> **TASK DESCRIPTION**:
Convert every line of the data below into a numbered list, omitting blank lines. Leave the pictures out of your answer.

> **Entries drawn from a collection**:
○ ○ ○ ○

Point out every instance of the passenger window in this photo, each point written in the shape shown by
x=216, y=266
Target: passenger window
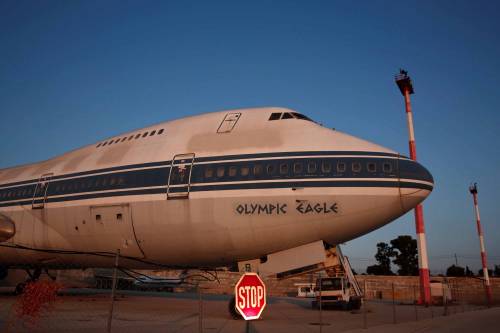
x=326, y=167
x=220, y=171
x=245, y=170
x=209, y=172
x=275, y=116
x=257, y=170
x=297, y=168
x=356, y=167
x=271, y=169
x=311, y=167
x=284, y=168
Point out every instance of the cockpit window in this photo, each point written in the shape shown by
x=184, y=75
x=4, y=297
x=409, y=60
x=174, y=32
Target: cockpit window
x=275, y=116
x=288, y=115
x=301, y=116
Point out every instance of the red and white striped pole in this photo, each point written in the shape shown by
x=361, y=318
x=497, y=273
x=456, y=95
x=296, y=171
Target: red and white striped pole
x=405, y=85
x=487, y=286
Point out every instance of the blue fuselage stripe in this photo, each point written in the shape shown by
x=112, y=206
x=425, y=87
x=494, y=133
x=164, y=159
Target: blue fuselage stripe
x=283, y=172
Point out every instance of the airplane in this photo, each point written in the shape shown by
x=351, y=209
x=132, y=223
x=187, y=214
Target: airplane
x=202, y=191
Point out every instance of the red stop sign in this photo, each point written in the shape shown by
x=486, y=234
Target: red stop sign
x=250, y=296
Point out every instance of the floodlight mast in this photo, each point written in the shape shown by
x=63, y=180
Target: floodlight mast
x=487, y=286
x=406, y=87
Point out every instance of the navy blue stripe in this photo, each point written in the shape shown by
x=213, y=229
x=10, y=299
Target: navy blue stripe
x=208, y=159
x=238, y=186
x=295, y=153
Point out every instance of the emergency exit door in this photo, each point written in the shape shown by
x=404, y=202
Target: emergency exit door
x=179, y=178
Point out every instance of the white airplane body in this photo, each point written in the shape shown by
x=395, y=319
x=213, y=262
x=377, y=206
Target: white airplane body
x=203, y=191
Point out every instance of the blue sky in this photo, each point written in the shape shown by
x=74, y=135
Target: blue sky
x=75, y=72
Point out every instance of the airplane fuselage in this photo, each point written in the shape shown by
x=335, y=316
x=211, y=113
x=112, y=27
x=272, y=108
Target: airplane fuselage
x=204, y=191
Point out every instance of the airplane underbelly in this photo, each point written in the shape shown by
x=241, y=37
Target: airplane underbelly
x=240, y=225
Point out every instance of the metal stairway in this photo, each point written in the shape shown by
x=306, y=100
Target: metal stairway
x=344, y=261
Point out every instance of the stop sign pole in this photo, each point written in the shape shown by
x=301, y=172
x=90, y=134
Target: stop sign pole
x=250, y=296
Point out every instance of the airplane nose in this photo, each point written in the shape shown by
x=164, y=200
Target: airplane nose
x=415, y=183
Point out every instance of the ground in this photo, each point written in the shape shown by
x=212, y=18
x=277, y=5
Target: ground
x=84, y=310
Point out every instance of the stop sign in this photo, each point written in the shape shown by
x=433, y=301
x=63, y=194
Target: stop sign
x=250, y=296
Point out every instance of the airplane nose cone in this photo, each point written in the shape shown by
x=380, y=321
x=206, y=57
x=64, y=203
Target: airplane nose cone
x=415, y=183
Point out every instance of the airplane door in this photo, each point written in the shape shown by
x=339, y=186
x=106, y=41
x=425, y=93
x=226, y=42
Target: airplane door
x=179, y=178
x=114, y=230
x=229, y=122
x=40, y=194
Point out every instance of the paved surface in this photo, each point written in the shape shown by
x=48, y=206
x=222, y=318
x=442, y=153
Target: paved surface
x=87, y=310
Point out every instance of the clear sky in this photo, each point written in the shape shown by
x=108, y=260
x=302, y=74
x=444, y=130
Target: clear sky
x=75, y=72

○ ○ ○ ○

> **RESULT**:
1. Point out every instance of the passenger window in this photo, each point written in the shape shown by
2. x=216, y=266
3. Target: passenger window
4. x=326, y=167
5. x=220, y=171
6. x=245, y=170
7. x=209, y=172
8. x=275, y=116
9. x=257, y=170
10. x=297, y=168
11. x=356, y=167
12. x=271, y=169
13. x=311, y=167
14. x=284, y=168
15. Point out every instance of the cockpit window in this photo, each point written in the shape shown by
16. x=184, y=75
17. x=4, y=297
18. x=409, y=60
19. x=174, y=32
20. Target: cockpit window
21. x=275, y=116
22. x=288, y=115
23. x=301, y=116
24. Point out every instance of the red and white striped pole in this photo, each point written in the shape shown by
25. x=361, y=318
26. x=497, y=273
27. x=456, y=95
28. x=296, y=171
29. Target: red and white striped pole
30. x=405, y=85
31. x=487, y=286
32. Point out every instance of the blue fuselage stripe in this photo, each point written in the shape shown by
33. x=112, y=206
34. x=425, y=87
35. x=494, y=133
36. x=164, y=159
37. Target: blue fuselage stripe
38. x=283, y=172
39. Point out every instance of the airplane in this photo, each point written in the shape shown by
40. x=351, y=209
41. x=132, y=223
42. x=187, y=214
43. Target: airplane
44. x=202, y=191
45. Point out every instance of the red stop sign in this photo, each point written in the shape shown by
46. x=486, y=234
47. Target: red stop sign
48. x=250, y=296
49. Point out every instance of the floodlight mast in this photo, each point written in the shape shown by
50. x=63, y=180
51. Target: floodlight mast
52. x=487, y=286
53. x=406, y=87
54. Point out every instance of the navy blue stripe in this photo, each point written in the shape shown by
55. x=213, y=229
56. x=10, y=299
57. Target: navy blue stripe
58. x=208, y=159
59. x=238, y=186
60. x=295, y=153
61. Point out every instance of the emergency exit door in this photo, each point written in the shape shown by
62. x=404, y=202
63. Target: emergency exit door
64. x=179, y=178
65. Point out every instance of the white airplane body in this photo, each point written in the shape shown by
66. x=395, y=319
67. x=213, y=262
68. x=377, y=206
69. Target: white airplane body
70. x=203, y=191
71. Point out every instance of the blue sky in this photo, each point written in the shape shown by
72. x=74, y=135
73. Target: blue sky
74. x=75, y=72
75. Point out every instance of the airplane fuselage in this photo, each point written in the shape shown by
76. x=335, y=316
77. x=211, y=113
78. x=112, y=27
79. x=272, y=108
80. Target: airplane fuselage
81. x=204, y=191
82. Point out every instance of the airplane underbelly in this photo, each point written in the shape shown by
83. x=241, y=37
84. Target: airplane underbelly
85. x=240, y=225
86. Point out every instance of the metal stairway in this photo, each point written in the shape shown by
87. x=306, y=100
88. Target: metal stairway
89. x=344, y=261
90. Point out every instance of the stop sign pole in this photo, each point written in the shape shown by
91. x=301, y=172
92. x=90, y=134
93. Target: stop sign pole
94. x=250, y=296
95. Point out every instance of the airplane nose in this photo, each point written in the shape shown by
96. x=164, y=200
97. Target: airplane nose
98. x=415, y=183
99. Point out every instance of the ground in this photo, each point written in the shape shown by
100. x=212, y=18
101. x=277, y=5
102. Target: ground
103. x=84, y=310
104. Point out every instance of the stop sign in this photo, each point written in the shape shown by
105. x=433, y=301
106. x=63, y=194
107. Target: stop sign
108. x=250, y=296
109. Point out every instance of the airplane nose cone in this photo, each point written in the shape shown by
110. x=380, y=321
111. x=206, y=57
112. x=64, y=203
113. Target: airplane nose cone
114. x=415, y=183
115. Point out every instance of the airplane door in this photo, each point written in the shape shown by
116. x=339, y=186
117. x=106, y=41
118. x=425, y=93
119. x=226, y=42
120. Target: airplane door
121. x=179, y=178
122. x=114, y=230
123. x=229, y=122
124. x=40, y=194
125. Point out every instance of the paved surface in this photo, each point written in the shape shown by
126. x=48, y=206
127. x=222, y=318
128. x=442, y=153
129. Target: paved surface
130. x=87, y=310
131. Point out every instance of the clear sky in this photo, each point written in the shape shown by
132. x=108, y=260
133. x=302, y=74
134. x=444, y=130
135. Target: clear sky
136. x=75, y=72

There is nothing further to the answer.